[Problem to work on] Count up the lines below in which the string "road" appears. The reply should be that number alone.

[Supplied records]
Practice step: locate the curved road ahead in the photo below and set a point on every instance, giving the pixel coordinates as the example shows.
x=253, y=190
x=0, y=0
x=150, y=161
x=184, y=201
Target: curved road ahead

[Answer section] 2